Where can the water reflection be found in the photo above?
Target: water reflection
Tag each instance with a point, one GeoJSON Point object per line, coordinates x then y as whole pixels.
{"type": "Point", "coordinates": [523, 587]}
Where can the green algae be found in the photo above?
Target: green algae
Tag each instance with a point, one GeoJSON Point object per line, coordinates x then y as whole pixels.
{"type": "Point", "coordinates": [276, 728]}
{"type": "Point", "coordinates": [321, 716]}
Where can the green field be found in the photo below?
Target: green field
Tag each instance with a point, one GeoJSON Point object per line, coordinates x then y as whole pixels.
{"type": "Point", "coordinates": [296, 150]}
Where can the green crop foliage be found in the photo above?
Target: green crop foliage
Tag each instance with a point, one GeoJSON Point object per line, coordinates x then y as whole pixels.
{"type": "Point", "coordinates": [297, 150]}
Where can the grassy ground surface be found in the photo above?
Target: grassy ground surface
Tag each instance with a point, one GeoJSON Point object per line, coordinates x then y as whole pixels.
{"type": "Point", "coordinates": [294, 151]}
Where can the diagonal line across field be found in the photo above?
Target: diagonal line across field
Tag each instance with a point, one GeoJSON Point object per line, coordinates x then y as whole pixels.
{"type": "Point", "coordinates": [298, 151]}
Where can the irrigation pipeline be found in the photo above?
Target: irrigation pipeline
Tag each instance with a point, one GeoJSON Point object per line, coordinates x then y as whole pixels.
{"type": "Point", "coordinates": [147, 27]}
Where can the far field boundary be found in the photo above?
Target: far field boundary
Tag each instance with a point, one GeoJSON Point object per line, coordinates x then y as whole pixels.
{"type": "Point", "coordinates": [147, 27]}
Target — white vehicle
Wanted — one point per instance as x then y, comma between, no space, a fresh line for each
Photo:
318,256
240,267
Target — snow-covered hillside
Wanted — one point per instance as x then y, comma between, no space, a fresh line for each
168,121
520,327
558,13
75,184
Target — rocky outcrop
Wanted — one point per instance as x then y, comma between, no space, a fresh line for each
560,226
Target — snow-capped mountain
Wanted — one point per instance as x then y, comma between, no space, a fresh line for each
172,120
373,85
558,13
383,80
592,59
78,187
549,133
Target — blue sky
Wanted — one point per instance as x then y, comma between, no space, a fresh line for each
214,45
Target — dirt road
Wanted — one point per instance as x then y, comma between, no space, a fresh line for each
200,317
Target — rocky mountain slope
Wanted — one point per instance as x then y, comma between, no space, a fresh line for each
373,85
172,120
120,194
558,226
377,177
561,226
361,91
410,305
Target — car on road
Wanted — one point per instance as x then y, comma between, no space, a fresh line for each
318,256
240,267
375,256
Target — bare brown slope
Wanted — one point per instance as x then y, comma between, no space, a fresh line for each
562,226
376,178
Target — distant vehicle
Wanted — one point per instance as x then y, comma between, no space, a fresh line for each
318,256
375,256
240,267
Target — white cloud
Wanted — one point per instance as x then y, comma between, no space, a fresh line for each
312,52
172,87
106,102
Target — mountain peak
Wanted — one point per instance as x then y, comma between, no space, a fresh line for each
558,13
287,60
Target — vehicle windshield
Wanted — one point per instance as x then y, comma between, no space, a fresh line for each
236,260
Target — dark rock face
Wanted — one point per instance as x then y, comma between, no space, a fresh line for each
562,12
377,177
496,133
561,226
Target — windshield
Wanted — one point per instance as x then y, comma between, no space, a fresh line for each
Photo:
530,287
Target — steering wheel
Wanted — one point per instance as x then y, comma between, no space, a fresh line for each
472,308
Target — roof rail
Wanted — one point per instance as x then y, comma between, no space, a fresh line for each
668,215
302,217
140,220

══════

### Job
Transcribe all entries exactly as they are given.

### Complete output
Where can the water reflection be found in the photo above?
Target: water reflection
Tag each instance with a point, one GeoJSON Point object per line, coordinates x then y as whole pixels.
{"type": "Point", "coordinates": [523, 587]}
Where can the green algae be found in the photo above?
Target: green algae
Tag each instance with a point, one GeoJSON Point object per line, coordinates x then y as whole pixels.
{"type": "Point", "coordinates": [276, 728]}
{"type": "Point", "coordinates": [321, 716]}
Where can the green field be found in the photo below?
Target: green field
Tag each instance with a point, one GeoJSON Point object per line, coordinates x then y as whole pixels.
{"type": "Point", "coordinates": [296, 150]}
Where can the green crop foliage be found in the photo above?
Target: green crop foliage
Tag each instance with a point, one GeoJSON Point object per line, coordinates x then y as whole pixels.
{"type": "Point", "coordinates": [297, 150]}
Where can the grassy ground surface be found in the photo above?
Target: grassy ground surface
Tag each instance with a point, one GeoJSON Point object per line, coordinates x then y as whole pixels.
{"type": "Point", "coordinates": [294, 151]}
Where can the diagonal line across field be found in the photo above?
Target: diagonal line across field
Tag each instance with a point, one GeoJSON Point object per line, coordinates x then y as whole pixels.
{"type": "Point", "coordinates": [298, 151]}
Where can the irrigation pipeline be found in the photo above?
Target: irrigation pipeline
Tag each instance with a point, one GeoJSON Point object per line, coordinates x then y as whole pixels.
{"type": "Point", "coordinates": [147, 27]}
Where can the far field boundary be found in the photo above?
Target: far field boundary
Tag each instance with a point, one GeoJSON Point object per line, coordinates x then y as whole pixels.
{"type": "Point", "coordinates": [147, 27]}
Target — white vehicle
Wanted — one point per instance as x then y, comma between, no space, a fresh line for each
Photo:
318,256
240,267
Target — snow-covered hillside
Wanted — one point per instance as x then y, comma between, no space, a fresh line for each
168,121
520,327
558,13
75,184
Target — rocky outcrop
Wanted — one point per instance as x then y, comma between, no space, a fresh line for each
560,226
Target — snow-capped mountain
Wanted — one point per instance as x then y, comma between, no space, a fresh line for each
172,120
373,85
558,13
383,80
592,59
78,187
549,133
Target — blue sky
Wanted — one point per instance as x then y, comma between, no space, a fresh line for each
214,45
Target — dirt road
Wanted — one point per instance as x then y, comma between, no space, a fresh line for each
200,317
Target — rocky mountain slope
Wanted — one point per instance as x then y, comma between, no space, a fresh line for each
373,85
172,120
120,194
558,226
377,177
561,226
361,91
410,305
Target — car on road
Wanted — one point per instance as x then y, comma between, no space, a fresh line for each
318,256
240,267
375,256
Target — bare brown slope
Wanted — one point per instance as x then y, comma between, no space, a fresh line for each
562,226
376,178
Target — distant vehicle
Wanted — one point per instance as x then y, comma between, no space, a fresh line for each
318,256
375,256
240,267
Target — white cloud
Wanted — one point per instance as x then y, comma between, no space, a fresh line for each
312,52
172,87
106,102
Target — mountain peak
Wanted — one point per instance as x then y, comma between, no space, a fresh line for each
558,13
287,60
Target — vehicle windshield
Wanted — one point per instance as x then y, comma between, no space, a fresh line for each
236,260
Target — dark rock face
Wanted — one point per instance as x then y, comma between, no space, a fresh line for each
562,12
377,177
496,133
561,226
Target — windshield
Wanted — one point per instance as x then y, comma between, no space, a fresh line for each
Photo:
530,287
Target — steering wheel
Wanted — one point per instance as x then y, comma between, no space, a fresh line for each
472,308
Target — roof rail
Wanted — one point per instance as x then y, comma between, no space, a fresh line for each
668,215
302,217
140,220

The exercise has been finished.